+++ Exercise data +++

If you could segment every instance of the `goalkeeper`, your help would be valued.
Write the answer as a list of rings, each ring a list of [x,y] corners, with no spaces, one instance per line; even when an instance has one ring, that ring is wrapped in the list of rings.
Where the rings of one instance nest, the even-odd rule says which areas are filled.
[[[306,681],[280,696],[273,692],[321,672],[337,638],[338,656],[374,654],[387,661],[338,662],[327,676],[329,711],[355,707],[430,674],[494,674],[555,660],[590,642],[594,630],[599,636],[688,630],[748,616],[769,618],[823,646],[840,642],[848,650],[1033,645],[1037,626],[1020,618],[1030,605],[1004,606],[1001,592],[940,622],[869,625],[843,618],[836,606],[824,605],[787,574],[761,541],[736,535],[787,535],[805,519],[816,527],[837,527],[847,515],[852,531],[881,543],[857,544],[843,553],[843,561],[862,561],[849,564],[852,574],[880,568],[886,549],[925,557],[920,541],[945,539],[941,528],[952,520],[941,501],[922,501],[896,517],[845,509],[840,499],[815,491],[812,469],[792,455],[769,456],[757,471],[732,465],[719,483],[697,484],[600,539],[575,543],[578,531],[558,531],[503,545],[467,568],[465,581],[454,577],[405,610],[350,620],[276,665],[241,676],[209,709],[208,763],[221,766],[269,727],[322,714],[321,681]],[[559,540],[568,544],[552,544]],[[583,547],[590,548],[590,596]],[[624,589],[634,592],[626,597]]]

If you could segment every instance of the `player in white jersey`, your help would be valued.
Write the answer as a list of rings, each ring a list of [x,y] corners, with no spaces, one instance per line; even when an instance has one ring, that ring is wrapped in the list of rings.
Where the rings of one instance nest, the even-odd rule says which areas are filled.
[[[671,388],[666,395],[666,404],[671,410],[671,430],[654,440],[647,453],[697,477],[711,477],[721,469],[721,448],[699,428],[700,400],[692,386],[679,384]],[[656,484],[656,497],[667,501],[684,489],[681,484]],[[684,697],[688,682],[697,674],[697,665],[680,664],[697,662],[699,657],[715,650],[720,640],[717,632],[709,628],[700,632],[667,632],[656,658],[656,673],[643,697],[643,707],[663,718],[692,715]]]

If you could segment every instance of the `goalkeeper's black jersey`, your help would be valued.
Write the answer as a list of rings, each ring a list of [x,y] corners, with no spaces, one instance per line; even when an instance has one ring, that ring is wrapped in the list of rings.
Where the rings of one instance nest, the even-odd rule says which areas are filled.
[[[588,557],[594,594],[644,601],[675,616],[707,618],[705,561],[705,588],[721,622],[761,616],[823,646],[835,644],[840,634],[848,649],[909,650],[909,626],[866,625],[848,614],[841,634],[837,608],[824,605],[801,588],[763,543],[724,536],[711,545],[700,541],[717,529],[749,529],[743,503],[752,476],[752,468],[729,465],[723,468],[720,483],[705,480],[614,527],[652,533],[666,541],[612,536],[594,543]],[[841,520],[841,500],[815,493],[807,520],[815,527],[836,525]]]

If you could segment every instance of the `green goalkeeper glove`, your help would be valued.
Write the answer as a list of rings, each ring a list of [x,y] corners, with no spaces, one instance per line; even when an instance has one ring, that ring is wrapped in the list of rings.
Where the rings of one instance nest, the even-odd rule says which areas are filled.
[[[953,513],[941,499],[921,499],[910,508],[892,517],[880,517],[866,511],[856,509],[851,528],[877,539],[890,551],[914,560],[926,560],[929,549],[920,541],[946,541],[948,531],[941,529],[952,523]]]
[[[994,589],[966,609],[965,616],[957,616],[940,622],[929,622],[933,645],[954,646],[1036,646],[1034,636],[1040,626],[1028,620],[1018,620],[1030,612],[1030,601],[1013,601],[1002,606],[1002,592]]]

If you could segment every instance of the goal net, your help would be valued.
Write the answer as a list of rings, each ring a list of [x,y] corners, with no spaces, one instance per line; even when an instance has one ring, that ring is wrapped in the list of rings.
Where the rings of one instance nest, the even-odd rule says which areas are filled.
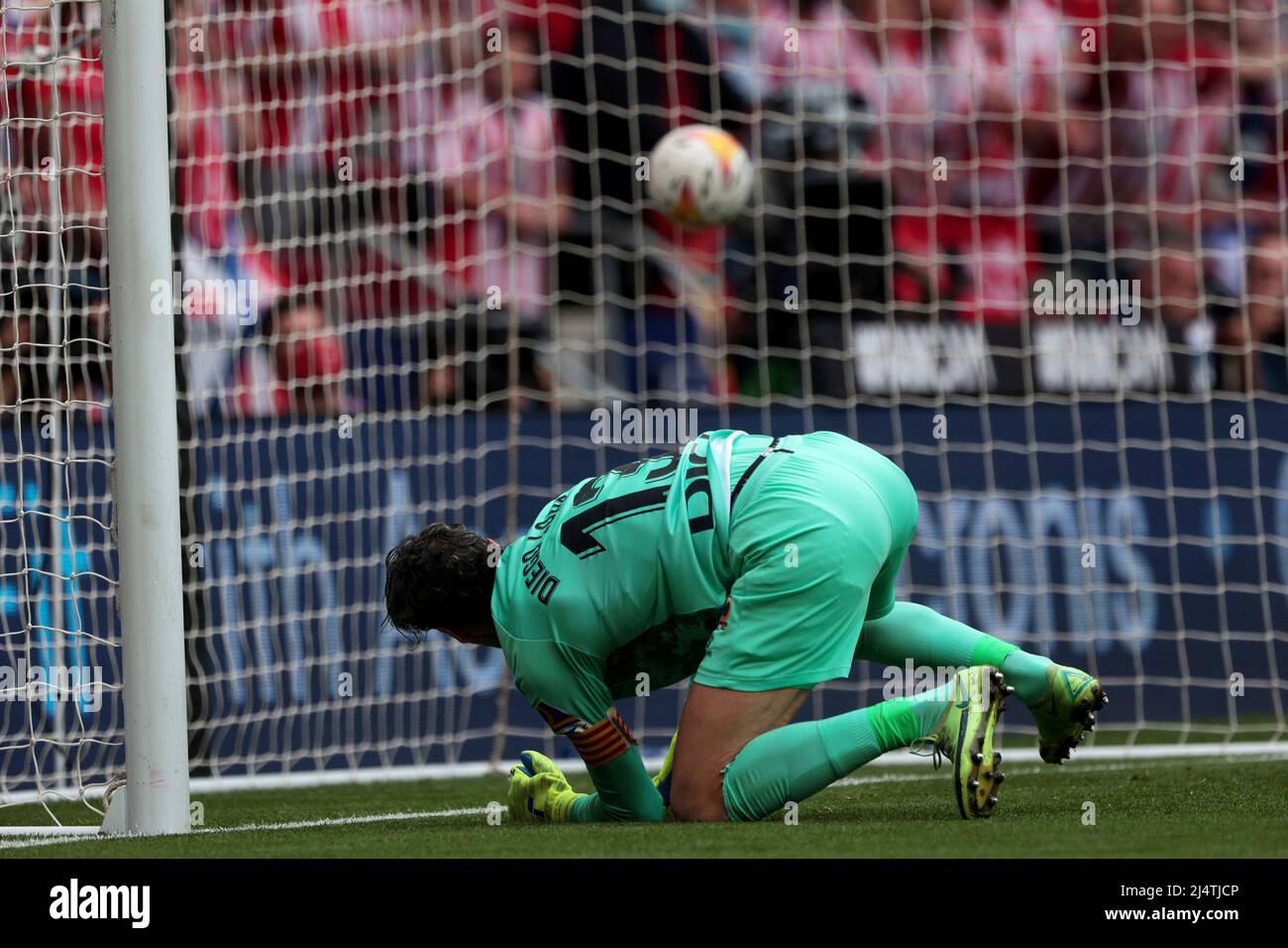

+++

● **Brief**
Tally the lines of the material above that contain the string "goalkeeper". How many are there? Give only the number.

● **Answer below**
3